■ YOUR OBJECTIVE ■
Because the material must be preserved as it stands, copy every line exactly.

■ SOURCE DATA ■

──────────────────────────────

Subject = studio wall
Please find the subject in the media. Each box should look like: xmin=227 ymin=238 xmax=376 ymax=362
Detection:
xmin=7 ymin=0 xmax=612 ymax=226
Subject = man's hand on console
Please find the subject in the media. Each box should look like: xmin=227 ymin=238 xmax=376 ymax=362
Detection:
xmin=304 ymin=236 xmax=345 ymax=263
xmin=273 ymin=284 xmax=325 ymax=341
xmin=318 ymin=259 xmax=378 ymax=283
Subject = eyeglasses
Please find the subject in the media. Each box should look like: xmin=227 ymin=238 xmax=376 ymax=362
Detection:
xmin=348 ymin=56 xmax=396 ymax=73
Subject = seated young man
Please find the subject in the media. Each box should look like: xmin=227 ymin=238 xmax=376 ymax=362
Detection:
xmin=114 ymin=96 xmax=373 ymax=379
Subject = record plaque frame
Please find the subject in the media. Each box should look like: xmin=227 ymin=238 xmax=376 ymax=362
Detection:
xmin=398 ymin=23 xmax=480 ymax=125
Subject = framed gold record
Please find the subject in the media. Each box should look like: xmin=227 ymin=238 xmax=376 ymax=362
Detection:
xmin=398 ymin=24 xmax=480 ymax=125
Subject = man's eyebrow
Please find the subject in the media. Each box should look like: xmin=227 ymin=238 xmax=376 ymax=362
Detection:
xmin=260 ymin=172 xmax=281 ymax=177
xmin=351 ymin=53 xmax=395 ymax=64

──────────────────────────────

■ TASK SOLUTION ■
Subject = studio wall
Please find the subject in the media. Each box should look like: xmin=227 ymin=238 xmax=376 ymax=362
Detection:
xmin=7 ymin=0 xmax=612 ymax=226
Subject = man's hand on console
Please find the subject in the media. Each box should look like: xmin=227 ymin=238 xmax=376 ymax=362
Detection:
xmin=304 ymin=236 xmax=345 ymax=263
xmin=273 ymin=284 xmax=325 ymax=341
xmin=318 ymin=259 xmax=378 ymax=283
Subject = eyeglasses
Please find the subject in the media. Each box should look like: xmin=227 ymin=238 xmax=376 ymax=362
Detection:
xmin=348 ymin=56 xmax=396 ymax=73
Subject = seated young man
Please find the subject in the media. Each box should look like: xmin=227 ymin=238 xmax=376 ymax=362
Detection:
xmin=114 ymin=96 xmax=373 ymax=379
Subject = record plaque frame
Please find the subject in the media. Each box should look like: xmin=227 ymin=238 xmax=376 ymax=362
Detection:
xmin=398 ymin=23 xmax=480 ymax=125
Subject = framed gold record
Please find the subject in the media. Each box should look like: xmin=227 ymin=238 xmax=376 ymax=362
Detection:
xmin=398 ymin=24 xmax=480 ymax=125
Subject = man's eyebrow
Please find the subject in the media. Each box should look like: xmin=227 ymin=238 xmax=376 ymax=362
Detection:
xmin=260 ymin=172 xmax=281 ymax=177
xmin=351 ymin=53 xmax=395 ymax=64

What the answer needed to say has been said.